**TO DO**: Reproduce the listing below word for word, keeping every line in its original order.

**DATASET EXTRACT**:
········
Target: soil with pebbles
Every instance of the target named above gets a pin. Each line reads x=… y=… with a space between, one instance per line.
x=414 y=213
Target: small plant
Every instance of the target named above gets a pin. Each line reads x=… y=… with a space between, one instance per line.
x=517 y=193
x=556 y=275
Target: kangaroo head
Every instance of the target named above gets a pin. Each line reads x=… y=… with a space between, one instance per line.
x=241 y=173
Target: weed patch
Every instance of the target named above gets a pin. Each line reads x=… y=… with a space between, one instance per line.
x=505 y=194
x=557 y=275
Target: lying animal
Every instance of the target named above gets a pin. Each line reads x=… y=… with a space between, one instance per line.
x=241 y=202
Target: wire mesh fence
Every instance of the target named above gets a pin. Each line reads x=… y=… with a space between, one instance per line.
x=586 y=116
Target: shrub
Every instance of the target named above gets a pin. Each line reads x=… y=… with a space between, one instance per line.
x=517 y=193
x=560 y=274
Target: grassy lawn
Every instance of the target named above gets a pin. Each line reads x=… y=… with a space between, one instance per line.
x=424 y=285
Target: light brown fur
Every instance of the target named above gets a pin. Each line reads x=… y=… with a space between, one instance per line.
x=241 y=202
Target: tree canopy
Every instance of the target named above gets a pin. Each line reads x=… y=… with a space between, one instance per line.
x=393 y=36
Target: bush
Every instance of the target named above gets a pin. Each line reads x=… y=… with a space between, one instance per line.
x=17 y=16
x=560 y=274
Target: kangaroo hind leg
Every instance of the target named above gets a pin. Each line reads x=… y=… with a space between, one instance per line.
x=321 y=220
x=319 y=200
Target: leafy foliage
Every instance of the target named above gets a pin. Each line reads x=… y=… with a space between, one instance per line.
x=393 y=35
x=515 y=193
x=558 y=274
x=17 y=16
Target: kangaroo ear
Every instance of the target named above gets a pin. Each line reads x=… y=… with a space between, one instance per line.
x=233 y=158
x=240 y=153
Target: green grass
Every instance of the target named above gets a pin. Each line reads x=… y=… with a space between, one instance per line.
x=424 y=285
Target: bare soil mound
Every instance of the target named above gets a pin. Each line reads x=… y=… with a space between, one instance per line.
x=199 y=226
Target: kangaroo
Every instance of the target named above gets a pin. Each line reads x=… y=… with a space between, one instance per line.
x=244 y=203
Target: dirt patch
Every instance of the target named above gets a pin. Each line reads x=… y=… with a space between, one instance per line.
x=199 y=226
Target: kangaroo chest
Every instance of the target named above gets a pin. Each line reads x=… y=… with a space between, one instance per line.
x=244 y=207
········
**TASK SOLUTION**:
Target: soil with pebbles
Every instance of the target named above gets a pin. Each line reads x=… y=… with a space between, one instance per line.
x=414 y=213
Target: small plant
Every instance of the target named above gets a pin. Each line reads x=… y=… with a space between, one instance per line.
x=517 y=193
x=556 y=275
Target: kangaroo head
Every instance of the target named above gets a pin. Each line reads x=… y=… with a space between, one instance per line.
x=241 y=173
Target: weed patch
Every instance of the target named above gets a pin. Each line reads x=… y=… with a space between, one instance per line.
x=505 y=194
x=557 y=275
Target: lying animal
Every instance of the target named above gets a pin. Each line reads x=… y=… with a space between, one instance per line.
x=241 y=202
Target: wire mesh fence
Every instance of the target named above gets a pin. Each line reads x=… y=… with a space between, one instance per line.
x=586 y=116
Target: shrub
Every instance of the target named above gets a pin. Each line reads x=… y=… with a space between, one instance per line.
x=517 y=193
x=560 y=274
Target: grassy lawn
Every instance of the target named above gets a pin. Each line reads x=… y=… with a space between, one instance per line.
x=424 y=285
Target: light brown fur
Every instance of the target named above gets a pin. Each line reads x=… y=… with a space between, one instance per line.
x=241 y=202
Target: tree canopy
Every instance of the target named above gets a pin. Each line reads x=… y=… with a space between, one instance per line.
x=393 y=36
Target: bush
Every instance of the target named above gets a pin. Each line reads x=… y=… with a space between, one instance per line.
x=17 y=16
x=560 y=274
Target: kangaroo hind leg
Every instance of the target named above gets a pin. Each line reads x=… y=… with a space between, one instance per line.
x=321 y=220
x=319 y=200
Target: leafy foliage
Every instance of the target named above gets a pin. Each line reads x=… y=… with a space between, one instance per line.
x=393 y=35
x=515 y=193
x=558 y=274
x=17 y=16
Target: kangaroo ear
Every instance of the target named above gets a pin. Each line reads x=… y=… with a space between, one instance per line.
x=233 y=158
x=240 y=153
Target: green grass
Every instance of the target named above gets a pin. Each line reads x=… y=… with a space between, one instance per line.
x=424 y=285
Target: bare soil mound
Every instance of the target named above gets a pin. Each line reads x=… y=… with a space between, one instance per line.
x=199 y=226
Target: kangaroo
Every instance of the target named above gets a pin. Each line reads x=… y=… with a space between, one instance per line.
x=244 y=203
Target: dirt patch
Every instance of the target named above gets a pin. Each line reads x=… y=… with a space between, one instance per line.
x=199 y=226
Target: kangaroo chest
Every instance of the target named above gets a pin. Each line reads x=… y=… with a space between, one instance per line.
x=244 y=207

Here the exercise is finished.